## Task requirements
Each entry below must be repeated word for word.

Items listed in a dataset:
__________

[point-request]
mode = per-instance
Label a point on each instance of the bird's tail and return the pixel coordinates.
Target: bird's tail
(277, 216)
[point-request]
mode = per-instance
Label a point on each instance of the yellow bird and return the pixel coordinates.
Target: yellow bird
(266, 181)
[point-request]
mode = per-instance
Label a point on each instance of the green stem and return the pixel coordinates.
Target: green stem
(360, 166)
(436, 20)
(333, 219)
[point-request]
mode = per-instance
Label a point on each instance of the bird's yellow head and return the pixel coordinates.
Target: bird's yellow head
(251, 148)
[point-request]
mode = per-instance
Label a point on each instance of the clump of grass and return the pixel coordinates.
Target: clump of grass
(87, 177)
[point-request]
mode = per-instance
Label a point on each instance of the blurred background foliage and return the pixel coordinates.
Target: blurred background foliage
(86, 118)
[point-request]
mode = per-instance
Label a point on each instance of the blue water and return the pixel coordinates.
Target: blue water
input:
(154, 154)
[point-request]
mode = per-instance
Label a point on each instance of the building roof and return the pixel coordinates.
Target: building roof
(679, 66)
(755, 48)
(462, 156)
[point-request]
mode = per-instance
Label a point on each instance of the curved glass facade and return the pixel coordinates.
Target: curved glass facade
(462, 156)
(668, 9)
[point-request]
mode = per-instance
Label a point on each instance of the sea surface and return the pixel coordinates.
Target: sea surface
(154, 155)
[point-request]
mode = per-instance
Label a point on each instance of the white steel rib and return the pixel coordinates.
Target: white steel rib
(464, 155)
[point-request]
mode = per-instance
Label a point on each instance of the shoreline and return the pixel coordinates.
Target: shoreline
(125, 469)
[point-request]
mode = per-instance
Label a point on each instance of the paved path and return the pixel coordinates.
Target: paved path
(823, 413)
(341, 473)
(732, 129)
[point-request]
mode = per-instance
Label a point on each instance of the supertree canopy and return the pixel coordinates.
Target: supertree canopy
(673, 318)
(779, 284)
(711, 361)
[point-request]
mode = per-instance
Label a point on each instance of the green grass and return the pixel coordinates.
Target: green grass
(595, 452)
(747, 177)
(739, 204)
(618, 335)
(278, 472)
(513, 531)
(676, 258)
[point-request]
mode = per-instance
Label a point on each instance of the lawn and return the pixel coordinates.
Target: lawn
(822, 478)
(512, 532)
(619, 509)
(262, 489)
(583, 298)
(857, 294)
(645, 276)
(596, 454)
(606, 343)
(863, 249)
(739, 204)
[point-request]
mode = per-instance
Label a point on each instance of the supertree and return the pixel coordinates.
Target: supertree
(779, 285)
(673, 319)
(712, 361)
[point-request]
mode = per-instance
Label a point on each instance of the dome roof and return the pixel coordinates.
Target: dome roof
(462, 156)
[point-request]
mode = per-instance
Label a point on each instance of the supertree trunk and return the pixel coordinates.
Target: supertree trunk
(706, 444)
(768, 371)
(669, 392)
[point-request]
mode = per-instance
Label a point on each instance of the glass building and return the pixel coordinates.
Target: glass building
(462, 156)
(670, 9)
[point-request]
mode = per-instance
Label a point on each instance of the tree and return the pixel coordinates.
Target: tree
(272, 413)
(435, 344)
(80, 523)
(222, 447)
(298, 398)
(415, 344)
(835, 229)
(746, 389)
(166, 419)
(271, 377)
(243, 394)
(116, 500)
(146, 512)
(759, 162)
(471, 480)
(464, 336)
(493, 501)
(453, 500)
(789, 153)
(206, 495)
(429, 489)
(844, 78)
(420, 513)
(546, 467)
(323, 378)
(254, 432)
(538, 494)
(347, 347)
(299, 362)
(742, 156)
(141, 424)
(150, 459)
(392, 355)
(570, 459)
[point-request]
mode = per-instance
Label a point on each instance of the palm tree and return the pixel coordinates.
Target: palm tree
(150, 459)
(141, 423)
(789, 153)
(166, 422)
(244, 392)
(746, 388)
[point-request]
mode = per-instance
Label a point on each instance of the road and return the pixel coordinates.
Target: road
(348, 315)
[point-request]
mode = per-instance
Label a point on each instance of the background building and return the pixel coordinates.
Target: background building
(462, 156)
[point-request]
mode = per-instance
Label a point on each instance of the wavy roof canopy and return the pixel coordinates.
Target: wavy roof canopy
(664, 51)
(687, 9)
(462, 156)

__________

## Response area
[point-request]
mode = per-instance
Label a point on each instance of the bird's tail and return the pixel coordinates.
Target: bird's tail
(277, 216)
[point-request]
mode = per-instance
Label a point on each instance of the yellow bird and return the pixel coordinates.
Target: yellow bird
(266, 181)
[point-request]
mode = per-instance
Label a point on each instance of the green stem and return the pixel coordinates.
Target: green stem
(360, 166)
(436, 20)
(333, 219)
[point-request]
mode = per-instance
Label a point on each instance of the bird's yellow head and return the pixel coordinates.
Target: bird's yellow head
(251, 148)
[point-request]
mode = per-instance
Label a point on each instance of the clump of grass and return the pixel coordinates.
Target: clump of grass
(87, 177)
[point-request]
mode = per-instance
Label a point on each instance of the blurred background foliage and return the pixel coordinates.
Target: blurred background foliage
(86, 118)
[point-request]
mode = per-instance
Label a point on each instance of the blue water and return the pixel coordinates.
Target: blue water
input:
(154, 154)
[point-request]
mode = per-instance
Label a point on each instance of the building roof and return the pixel coordinates.
Target: building roof
(679, 66)
(755, 48)
(462, 156)
[point-request]
mode = per-instance
Label a point on each instance of the curved glass facade and return the pixel coordinates.
Target: curved glass facade
(462, 156)
(668, 9)
[point-request]
mode = per-instance
Label a point on each instance of the sea surface and return the pixel coordinates.
Target: sea surface
(154, 155)
[point-request]
mode = per-instance
Label a point on each instance of the white steel rib and return the pixel coordinates.
Target: white steel rib
(464, 155)
[point-request]
mode = per-instance
Label a point on each instance of the shoreline and return the pixel coordinates.
Target: shoreline
(125, 469)
[point-request]
mode = per-instance
Label a point on each instance of the paved path and return the pixel coordinates.
Target: paved path
(823, 413)
(341, 473)
(732, 129)
[point-request]
mode = per-instance
Label a point on each instance of the supertree canopy and return the pixel coordinates.
Target: supertree canopy
(673, 318)
(779, 284)
(711, 361)
[point-request]
mode = per-instance
Label a point on each instance of the green grass and return the pixel coordinates.
Target: green grass
(595, 452)
(747, 177)
(739, 204)
(618, 335)
(278, 472)
(513, 531)
(676, 258)
[point-request]
mode = per-instance
Label a point on each instance of the lawn and return the pixel coordinates.
Target: lawn
(822, 478)
(512, 532)
(619, 509)
(262, 489)
(583, 298)
(857, 294)
(645, 276)
(596, 454)
(606, 343)
(863, 249)
(739, 204)
[point-request]
mode = per-instance
Label a point on each instance of the supertree and return the pixel coordinates.
Target: supertree
(779, 285)
(673, 319)
(712, 361)
[point-request]
mode = per-instance
Label a point on each instance of the dome roof and return the pixel coordinates.
Target: dome roof
(462, 156)
[point-request]
mode = per-instance
Label a point on each instance of the supertree trunk and return the pixel coordinates.
Target: supertree trunk
(706, 444)
(768, 371)
(669, 392)
[point-request]
mode = per-instance
Label a point on each instance of the glass building and return the pixel coordinates.
Target: glass building
(462, 156)
(670, 9)
[point-request]
mode = per-instance
Label a point on each instance of the tree and return the pixel coordinates.
Target: tree
(272, 413)
(435, 344)
(80, 523)
(222, 447)
(298, 398)
(415, 344)
(835, 229)
(746, 389)
(166, 419)
(271, 377)
(243, 394)
(116, 500)
(146, 512)
(759, 162)
(471, 480)
(464, 336)
(493, 501)
(453, 500)
(789, 153)
(206, 495)
(429, 489)
(844, 78)
(420, 513)
(546, 467)
(323, 378)
(254, 432)
(538, 494)
(347, 347)
(299, 362)
(742, 156)
(141, 424)
(150, 459)
(392, 355)
(570, 459)
[point-request]
mode = per-instance
Label a point on each instance of the palm tree and return the pixel coordinates.
Target: palm tree
(150, 459)
(141, 423)
(789, 153)
(166, 422)
(244, 392)
(746, 388)
[point-request]
mode = per-instance
Label a point on each instance of the road and return the pixel coordinates.
Target: road
(348, 315)
[point-request]
mode = per-instance
Label a point on each instance of the background building and return the pixel coordinates.
Target: background building
(462, 156)
[point-request]
mode = per-instance
Label a point on each instance of the wavy roof canopy and return the pixel coordinates.
Target: wavy roof canopy
(664, 51)
(687, 9)
(462, 156)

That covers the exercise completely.